Com o passar dos meses, as medidas para evitar a propagação da covid-19 foram sendo endurecidas ou flexibilizadas em diferentes partes do mundo segundo o aumento ou a diminuição dos casos locais.
Enquanto muitos países da Europa estão voltando a restringir atividades sociais e determinando isolamentos após registrarem aumentos recordes de casos, a Nova Zelândia, por exemplo, passou ao seu nível de alerta mais baixo.
No entanto, essa estratégia para lidar com o coronavírus é, na opinião de diversos cientistas, limitada demais para deter o avanço da doença.
“Todas as nossas intervenções se concentraram em cortar as rotas de transmissão viral para controlar a disseminação do patógeno”, escreveu recentemente em um editorial Richard Horton, editor-chefe da prestigiosa revista científica The Lancet.
Mas a história de covid-19 não é tão simples.
Por um lado, diz Horton, existe o Sars-CoV-2 (o vírus que causa a doença covid-19) e, por outro, uma série de doenças não transmissíveis. E esses dois elementos interagem em um contexto social e ambiental caracterizado por profunda desigualdade social.
Essas condições, argumenta Horton, exacerbam o impacto dessas doenças e, portanto, devemos considerar a Covid-19 não como uma pandemia, mas como uma sindemia.
Não é uma simples mudança de terminologia: entender a crise de saúde que vivemos a partir de um quadro conceitual mais amplo abre caminho para encontrar soluções mais adequadas.
Um mais um é mais do que dois
O termo sindemia (um neologismo que combina sinergia e pandemia) não tão novo assim.
Foi cunhado pelo antropólogo médico americano Merrill Singer na década de 1990 para explicar uma situação em que “duas ou mais doenças interagem de tal forma que causam danos maiores do que a mera soma dessas duas doenças”.
“O impacto dessa interação também é facilitado pelas condições sociais e ambientais que, de alguma forma, aproximam essas duas doenças ou tornam a população mais vulnerável ao seu impacto”, explica Singer em entrevista à BBC News Mundo (serviço em espanhol da BBC).
A interação com o aspecto social é o que faz com que não seja apenas uma comorbidade.
O conceito surgiu quando o cientista e seus colegas estavam pesquisando o uso de drogas em comunidades de baixa renda nos Estados Unidos, há mais de duas décadas.
Eles descobriram que muitos dos usuários de drogas injetáveis sofriam de uma série de outras doenças (tuberculose, doenças sexualmente transmissíveis, entre outras), e os pesquisadores começaram a se perguntar como estas coexistiam no corpo. Acabaram concluindo que, em alguns casos, a combinação amplificou o dano.

→ **Enunciado do exercício**
Copie do texto sobre a sindemia, sem nenhuma alteração, tudo desde "No entanto, essa" até "como uma sindemia.".

[Linhas extraídas de uma coleção]
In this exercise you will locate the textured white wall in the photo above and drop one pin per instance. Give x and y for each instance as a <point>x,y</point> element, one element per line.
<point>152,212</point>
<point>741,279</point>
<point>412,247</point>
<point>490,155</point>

→ **Área de resposta**
No entanto, essa estratégia para lidar com o coronavírus é, na opinião de diversos cientistas, limitada demais para deter o avanço da doença.
“Todas as nossas intervenções se concentraram em cortar as rotas de transmissão viral para controlar a disseminação do patógeno”, escreveu recentemente em um editorial Richard Horton, editor-chefe da prestigiosa revista científica The Lancet.
Mas a história de covid-19 não é tão simples.
Por um lado, diz Horton, existe o Sars-CoV-2 (o vírus que causa a doença covid-19) e, por outro, uma série de doenças não transmissíveis. E esses dois elementos interagem em um contexto social e ambiental caracterizado por profunda desigualdade social.
Essas condições, argumenta Horton, exacerbam o impacto dessas doenças e, portanto, devemos considerar a Covid-19 não como uma pandemia, mas como uma sindemia.